Text excerpt:
==========

Jane is awesome. She does a Bette Midler–esque number, where the first joke is funny enough but mostly hack. Then, she tells two other jokes with increasing levels of dirtiness that are made funnier by the fact that she started so vanilla. It’s kind of like somebody made Alaska’s Mae West — who famously said, “Why don’t you come up and fuck me in the ass sometime?” — into a full number. Really great stuff. Jane is very good at the talent side of Drag Race.

Finally, it’s Discord, who does a pop-punk parody of typical Drag Race numbers. I liked this idea better when it was on Drag Race U.K. and performed by Elle Vosque. This is fine. I don’t know why they acted like she was playing the instruments live. It’s the hookiest song of anything we saw over both weeks, though, and that counts for something.

==========

Extracted data:

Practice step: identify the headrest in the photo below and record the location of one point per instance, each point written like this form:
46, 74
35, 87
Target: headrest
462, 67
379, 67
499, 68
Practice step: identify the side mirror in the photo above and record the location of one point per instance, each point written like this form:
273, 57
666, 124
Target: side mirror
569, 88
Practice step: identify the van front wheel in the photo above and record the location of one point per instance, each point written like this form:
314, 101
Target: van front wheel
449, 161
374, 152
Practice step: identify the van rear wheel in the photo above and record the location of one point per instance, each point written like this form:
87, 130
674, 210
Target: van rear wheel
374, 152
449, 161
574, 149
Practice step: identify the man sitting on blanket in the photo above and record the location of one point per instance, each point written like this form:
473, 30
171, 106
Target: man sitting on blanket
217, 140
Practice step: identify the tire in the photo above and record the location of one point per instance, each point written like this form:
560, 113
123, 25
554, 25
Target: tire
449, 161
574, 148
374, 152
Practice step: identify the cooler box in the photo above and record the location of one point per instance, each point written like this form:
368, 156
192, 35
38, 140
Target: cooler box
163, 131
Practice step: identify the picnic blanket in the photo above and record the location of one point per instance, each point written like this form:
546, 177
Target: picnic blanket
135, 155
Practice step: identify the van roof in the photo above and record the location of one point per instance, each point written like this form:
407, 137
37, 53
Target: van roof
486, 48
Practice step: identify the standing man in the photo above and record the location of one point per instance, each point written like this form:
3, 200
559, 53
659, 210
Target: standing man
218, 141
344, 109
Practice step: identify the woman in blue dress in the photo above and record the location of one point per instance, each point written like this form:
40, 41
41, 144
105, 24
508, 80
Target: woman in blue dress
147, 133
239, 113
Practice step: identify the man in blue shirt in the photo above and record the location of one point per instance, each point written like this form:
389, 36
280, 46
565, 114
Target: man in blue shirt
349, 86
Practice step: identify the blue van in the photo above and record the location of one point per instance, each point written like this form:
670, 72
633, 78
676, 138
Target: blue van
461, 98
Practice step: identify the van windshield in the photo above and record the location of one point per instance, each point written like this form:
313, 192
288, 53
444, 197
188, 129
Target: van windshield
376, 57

==========

Explore the material:
• A. Answer these questions about the Drag Race recap, one line each:
(i) Which performer is Jane's number compared to?
(ii) On which show was the pop-punk parody idea done before, and who performed it there?
(iii) What does the writer say sets Discord's song apart from everything seen over both weeks?
• B. Write a continuation of the Drag Race recap, starting after its last sentence.

Answers for the exercise:
• A.
(i) Bette Midler
(ii) Drag Race U.K., performed by Elle Vosque
(iii) It is the hookiest song of anything seen over both weeks.

• B.
The girls rate the queens, and Jane and Athena end up on top. This is how it was always meant to be. They lip sync to “Jerkin’” by guest judge Amy Taylor’s band Amyl and the Sniffers. This show will not lie to me and say Athena won this lip sync. She moves like a marionette being operated by Geppetto on cocaine. That sounds more fun than it is. Jane isn’t revelatory or anything, but she has real musicality and embodies the song better. The multiple confessionals included that are telling me how good a job Athena is doing are proof enough that the show knows it’s pulling some bullshit. Still, it’s probably good to make Jane sweat a little after weeks of over-comfortability, and it’s great to ensure that Athena has a win. Now she can make top five or so without anyone batting an eye.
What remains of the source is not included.